Please reproduce every one of the items below word for word, leaving each line unchanged.

╔══

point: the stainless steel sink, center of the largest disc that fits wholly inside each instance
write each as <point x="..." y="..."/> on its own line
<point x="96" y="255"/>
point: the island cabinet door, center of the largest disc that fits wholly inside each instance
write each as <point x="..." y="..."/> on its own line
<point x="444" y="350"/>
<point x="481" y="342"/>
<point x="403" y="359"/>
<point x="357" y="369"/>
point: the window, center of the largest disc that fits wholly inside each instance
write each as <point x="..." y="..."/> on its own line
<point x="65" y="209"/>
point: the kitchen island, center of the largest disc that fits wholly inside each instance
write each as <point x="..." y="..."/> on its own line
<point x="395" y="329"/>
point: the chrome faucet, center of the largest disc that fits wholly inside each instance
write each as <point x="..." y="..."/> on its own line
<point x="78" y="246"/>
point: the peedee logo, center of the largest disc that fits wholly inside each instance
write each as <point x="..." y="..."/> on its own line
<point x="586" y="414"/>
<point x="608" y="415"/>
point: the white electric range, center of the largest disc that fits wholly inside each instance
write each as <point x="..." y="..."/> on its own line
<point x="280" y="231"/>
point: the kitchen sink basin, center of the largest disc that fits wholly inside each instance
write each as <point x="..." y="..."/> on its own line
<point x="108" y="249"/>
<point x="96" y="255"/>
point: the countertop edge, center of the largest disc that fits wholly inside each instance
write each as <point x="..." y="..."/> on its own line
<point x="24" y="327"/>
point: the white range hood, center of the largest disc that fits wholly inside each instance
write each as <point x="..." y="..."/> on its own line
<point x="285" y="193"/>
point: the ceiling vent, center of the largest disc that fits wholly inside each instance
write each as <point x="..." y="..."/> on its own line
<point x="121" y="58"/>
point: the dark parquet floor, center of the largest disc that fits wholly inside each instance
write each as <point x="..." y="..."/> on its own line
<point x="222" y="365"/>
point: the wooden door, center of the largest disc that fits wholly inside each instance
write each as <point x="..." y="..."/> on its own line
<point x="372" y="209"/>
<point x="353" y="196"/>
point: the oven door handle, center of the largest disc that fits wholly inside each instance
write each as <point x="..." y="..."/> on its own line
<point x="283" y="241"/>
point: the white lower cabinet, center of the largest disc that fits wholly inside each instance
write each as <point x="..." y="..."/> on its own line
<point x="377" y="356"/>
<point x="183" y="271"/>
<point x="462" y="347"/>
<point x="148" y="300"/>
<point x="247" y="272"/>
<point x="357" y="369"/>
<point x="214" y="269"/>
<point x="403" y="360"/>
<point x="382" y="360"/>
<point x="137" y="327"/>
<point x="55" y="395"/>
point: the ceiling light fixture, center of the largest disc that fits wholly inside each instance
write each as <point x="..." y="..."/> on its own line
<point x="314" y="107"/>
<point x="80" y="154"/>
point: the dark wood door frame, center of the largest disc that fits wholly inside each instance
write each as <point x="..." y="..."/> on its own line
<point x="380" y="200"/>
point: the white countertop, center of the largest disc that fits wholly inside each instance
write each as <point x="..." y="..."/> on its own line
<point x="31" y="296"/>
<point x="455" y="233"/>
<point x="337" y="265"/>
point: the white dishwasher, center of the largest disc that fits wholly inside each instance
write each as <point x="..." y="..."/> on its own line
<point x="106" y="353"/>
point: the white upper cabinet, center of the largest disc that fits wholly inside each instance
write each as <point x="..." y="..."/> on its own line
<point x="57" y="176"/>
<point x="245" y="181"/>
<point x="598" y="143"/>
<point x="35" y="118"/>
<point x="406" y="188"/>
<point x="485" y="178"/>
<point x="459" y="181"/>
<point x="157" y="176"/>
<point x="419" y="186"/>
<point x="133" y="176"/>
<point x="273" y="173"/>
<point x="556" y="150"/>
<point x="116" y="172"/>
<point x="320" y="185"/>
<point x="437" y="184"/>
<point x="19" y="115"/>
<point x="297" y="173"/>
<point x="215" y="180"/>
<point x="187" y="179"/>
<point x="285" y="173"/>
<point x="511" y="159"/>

╚══

## WRITTEN RESPONSE
point: the stainless steel sink, center of the largest disc that fits wholly inside each instance
write each as <point x="..." y="..."/> on its own line
<point x="96" y="255"/>
point: the island cabinet door, center of the largest disc that fits wholly inside each instance
write each as <point x="..." y="..."/> on its own line
<point x="444" y="350"/>
<point x="481" y="342"/>
<point x="403" y="359"/>
<point x="357" y="369"/>
point: the window, center of the largest disc that fits wholly inside each instance
write each as <point x="..." y="..."/> on its own line
<point x="65" y="209"/>
point: the kitchen island, center of the largest disc that fits wholly inside each instance
write each as <point x="..." y="..."/> on its own line
<point x="395" y="329"/>
point: the chrome faucet, center of the largest disc that fits wholly inside each instance
write each as <point x="..." y="..."/> on its own line
<point x="78" y="246"/>
point: the peedee logo, center of the largest disc that fits wholly inside each instance
write each as <point x="..." y="..."/> on its own line
<point x="586" y="414"/>
<point x="608" y="415"/>
point: the white electric range, center of the largest disc that fits wholly inside each instance
write each as <point x="..." y="..."/> on its own line
<point x="280" y="231"/>
point: the kitchen sink basin, center of the largest disc that fits wholly inside each instance
write each as <point x="..." y="..."/> on its own line
<point x="108" y="249"/>
<point x="96" y="255"/>
point: the countertop edge, center of the largest disc that fits wholly inside each instance
write each as <point x="..." y="..."/> on its own line
<point x="24" y="327"/>
point: the white range hood, center of the largest disc that fits wholly inside each instance
write each as <point x="..." y="..."/> on its own line
<point x="285" y="193"/>
point: the ceiling vent, center of the largest disc that fits wholly inside each instance
write each as <point x="..." y="..."/> on its own line
<point x="121" y="58"/>
point: the dark parquet floor, center of the largest disc that fits wholly inside each instance
write each as <point x="..." y="..."/> on its own line
<point x="222" y="365"/>
point: the wooden door, center of the largest disc that fits wholly inside each instance
write each as <point x="..." y="..."/> on its own line
<point x="372" y="209"/>
<point x="353" y="196"/>
point: the oven door handle, center of the largest disc that fits wholly inside each instance
write each as <point x="..." y="..."/> on its own line
<point x="283" y="241"/>
point: the white lower cabinet, center of the largest disc that fits wholly inside each instance
write each as <point x="..." y="..."/> on its own line
<point x="377" y="356"/>
<point x="183" y="271"/>
<point x="462" y="347"/>
<point x="148" y="300"/>
<point x="247" y="272"/>
<point x="357" y="369"/>
<point x="214" y="269"/>
<point x="403" y="360"/>
<point x="382" y="360"/>
<point x="137" y="327"/>
<point x="55" y="395"/>
point: the ceiling light fixture, center of the largest disc that fits wholly inside each instance
write each as <point x="..." y="..."/> on its own line
<point x="314" y="107"/>
<point x="80" y="154"/>
point: the dark wood door frame, center of the largest disc that fits wholly inside each instance
write each as <point x="..." y="..."/> on its own line
<point x="380" y="200"/>
point: the white countertop, center of the largest disc that fits wholly inside each instance
write each as <point x="..." y="..."/> on its own line
<point x="31" y="296"/>
<point x="455" y="233"/>
<point x="337" y="265"/>
point: the white dishwasher, center of the largest disc that fits wholly inside each instance
write each as <point x="..." y="..."/> on its own line
<point x="106" y="353"/>
point: the white upper cabinet, center of the largest disc that fits wholly inside each instance
write each as <point x="..." y="..."/> on its own line
<point x="57" y="176"/>
<point x="245" y="181"/>
<point x="598" y="143"/>
<point x="35" y="118"/>
<point x="406" y="188"/>
<point x="485" y="178"/>
<point x="459" y="181"/>
<point x="157" y="176"/>
<point x="419" y="186"/>
<point x="133" y="176"/>
<point x="273" y="173"/>
<point x="556" y="150"/>
<point x="116" y="172"/>
<point x="320" y="185"/>
<point x="437" y="184"/>
<point x="19" y="115"/>
<point x="297" y="173"/>
<point x="215" y="180"/>
<point x="187" y="179"/>
<point x="285" y="173"/>
<point x="511" y="159"/>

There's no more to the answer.